• Study questions:
1) According to the book review, what did Norris Marshall join to pay for his education?
2) Pick up the book review from where it stops, carrying on after its final sentence.

• Selected passage:
* * * * * * * * *

Present day: Julia Hamill has made a horrifying discovery on the grounds of her new home in rural
Boston, 1830: In order to pay for his education,
Norris Marshall, a talented but penniless student at Boston Medical
College, has joined the ranks of local "resurrectionists"-those who
plunder graveyards and harvest the dead for sale on the black market.
Yet even this ghoulish commerce pales beside the shocking murder of a
nurse found mutilated on the university hospital grounds. And when a
distinguished doctor meets the same grisly fate, Norris finds that
trafficking in the illicit cadaver trade has made him a prime suspect.
To prove his innocence, Norris must track down the only witness to have
glimpsed the killer: Rose Connolly, a beautiful seamstress from the
Boston slums who fears she may be the next victim.
Comment: This was one of the Christmas gifts I was offered last month. A friend of mine knows I'm a huge fan of this author and her choice was justified with the notion this author never disappoints. I certainly have loved all the books I've read by her so far, meaning this one was also quite welcome and that is why I decided for it to be the first of the year.
This book tells two stories, one in the present day and another in the 19th century when medical procedures weren't as developed as one might think.
The two stories connect when in the present day, Julia Hamil finds bones in her garden and throughout the story we know it must be from someone living there at the time the other plot takes place, but who was murdered there like the bones tell the forensic team?
I liked this book. My taste for this author's work wasn't lost this time but honestly I didn't expect it to. Still, I'm used to stories focused on current medical practices and forensics and it was quite the challenge to read the story line from the past and not be a bit exasperated by way things were done now that we know how things should be done in the correct way. I guess the slow pace of both story lines added to this feeling as well, after all, the two time stories are intercalated allowing the reader to follow the two stories more or less at the same pace.
The story form the past is dedicated to childbirth ideas and how the procedure was done in the 1800s. Things didn't follow the hygiene procedures of nowadays and the story features the start of that in those days. There's also a mystery and crime and poverty. All these things always a bit connected to the medical practice of childbirth and how to do a surgery. One thing I aways like about the author is how we can learn something and in this case the little lessons on 19th century medical practices on how to those things are quite the eye opener, amazing how far medicine was but now things are miles and miles away from those times and who knows what might happen in out own future's time, how will medicine evolute even more?

* * * * * * * * *

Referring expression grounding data
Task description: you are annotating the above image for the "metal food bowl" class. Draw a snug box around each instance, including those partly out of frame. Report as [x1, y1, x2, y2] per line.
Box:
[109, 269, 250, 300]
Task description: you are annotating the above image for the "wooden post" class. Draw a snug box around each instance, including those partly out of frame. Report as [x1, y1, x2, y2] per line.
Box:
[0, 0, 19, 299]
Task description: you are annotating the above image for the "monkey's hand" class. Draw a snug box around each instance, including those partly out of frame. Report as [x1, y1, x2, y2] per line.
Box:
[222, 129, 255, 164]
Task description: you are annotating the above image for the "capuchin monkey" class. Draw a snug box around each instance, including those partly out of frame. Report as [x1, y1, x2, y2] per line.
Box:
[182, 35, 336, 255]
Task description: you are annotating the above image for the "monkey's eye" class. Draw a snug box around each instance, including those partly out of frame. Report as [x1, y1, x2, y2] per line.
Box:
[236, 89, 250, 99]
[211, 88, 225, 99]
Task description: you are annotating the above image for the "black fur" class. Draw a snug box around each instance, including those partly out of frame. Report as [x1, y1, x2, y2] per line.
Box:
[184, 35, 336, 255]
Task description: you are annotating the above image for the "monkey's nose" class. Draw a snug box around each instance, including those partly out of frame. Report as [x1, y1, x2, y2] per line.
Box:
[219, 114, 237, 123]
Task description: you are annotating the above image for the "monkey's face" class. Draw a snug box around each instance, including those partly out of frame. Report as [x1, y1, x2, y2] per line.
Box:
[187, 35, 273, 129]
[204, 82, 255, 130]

* * * * * * * * *

• Responses:
1) The ranks of local "resurrectionists," who plunder graveyards and sell the dead on the black market.

2)
Anyway, the things happening in the past after a while start pointing out to quite the domestic side and when that part of the book reaches the end I couldn't help but feeling sad over how it ended up. I mean, nothing bad but one detail was so sad I couldn't help but feel sad over it.
Interestingly, in the present we learn many of these things from notes and letters the characters from the past wrote, or should I say, one of them did. This is how we learn of the destiny of the characters of the past. It was quite interesting to see the action in the parts dedicated to the past and also in the letters left until the present.
The present had a more sedate story, more quite and fast paced and still there's a little detail that made me think because it's not something the author usually does, an element I wasn't used to see in her pragmatic novels. But I guess it must have been the author's trick to balance the end from the past...in the end all ends well, so...balance.
I thin in the end this story was much more emotional than what I expected and in a way it touched situations the author doesn't always focus on. But I was still satisfied by the story lines and the mystery and the villain's identity and all the medical details included. The overall end was bittersweet for me but one medical lesson, very simple indeed, was quite the final deserved mention. Sometimes the simpler things can be the most important ones and this novel certainly focused on that.